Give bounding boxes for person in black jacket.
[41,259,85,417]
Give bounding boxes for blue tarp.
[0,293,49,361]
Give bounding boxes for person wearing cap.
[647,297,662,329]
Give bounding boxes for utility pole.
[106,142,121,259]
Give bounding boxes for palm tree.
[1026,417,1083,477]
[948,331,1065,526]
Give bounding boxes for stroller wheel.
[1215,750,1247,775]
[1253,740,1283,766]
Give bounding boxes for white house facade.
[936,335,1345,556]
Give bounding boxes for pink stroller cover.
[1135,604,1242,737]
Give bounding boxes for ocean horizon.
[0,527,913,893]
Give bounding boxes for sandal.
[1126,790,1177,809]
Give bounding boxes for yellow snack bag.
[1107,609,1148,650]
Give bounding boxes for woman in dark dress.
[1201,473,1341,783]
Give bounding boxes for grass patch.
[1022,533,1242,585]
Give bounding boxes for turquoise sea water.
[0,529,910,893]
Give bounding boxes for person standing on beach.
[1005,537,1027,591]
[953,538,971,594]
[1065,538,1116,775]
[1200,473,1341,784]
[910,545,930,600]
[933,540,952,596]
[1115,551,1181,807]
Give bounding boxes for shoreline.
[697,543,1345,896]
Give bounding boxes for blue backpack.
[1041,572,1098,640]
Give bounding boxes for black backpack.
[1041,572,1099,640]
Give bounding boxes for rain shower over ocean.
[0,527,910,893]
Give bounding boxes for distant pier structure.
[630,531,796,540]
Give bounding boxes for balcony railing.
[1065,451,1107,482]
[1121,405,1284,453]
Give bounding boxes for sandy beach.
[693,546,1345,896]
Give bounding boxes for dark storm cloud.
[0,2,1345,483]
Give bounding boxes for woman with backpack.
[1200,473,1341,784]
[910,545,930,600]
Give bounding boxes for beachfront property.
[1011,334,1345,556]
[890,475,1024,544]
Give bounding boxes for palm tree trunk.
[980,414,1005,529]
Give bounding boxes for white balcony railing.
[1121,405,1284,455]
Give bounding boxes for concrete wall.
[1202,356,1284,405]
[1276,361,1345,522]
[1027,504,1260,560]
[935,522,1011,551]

□ □ □ □ □

[What you need to do] Reproduce every line between the line holding "Give bounding boxes for woman in dark dress." and the line holding "[697,543,1345,896]", inclusive, with the requests kept as they are. Multiply each bounding-box coordinate in the answers by 0.95 and round to whole numbers, rounding halves up.

[Result of the exercise]
Give bounding boxes for woman in dark dress.
[1141,449,1274,744]
Give bounding boxes for grass patch.
[971,506,1180,556]
Give bounding boxes for turquoise sea water.
[0,503,865,848]
Give bounding boxes for person standing on beach.
[955,510,976,561]
[905,511,922,564]
[1012,511,1060,736]
[1140,449,1274,745]
[865,518,884,570]
[886,513,904,566]
[1059,523,1122,767]
Give bounding boxes for shoreline.
[662,516,1278,851]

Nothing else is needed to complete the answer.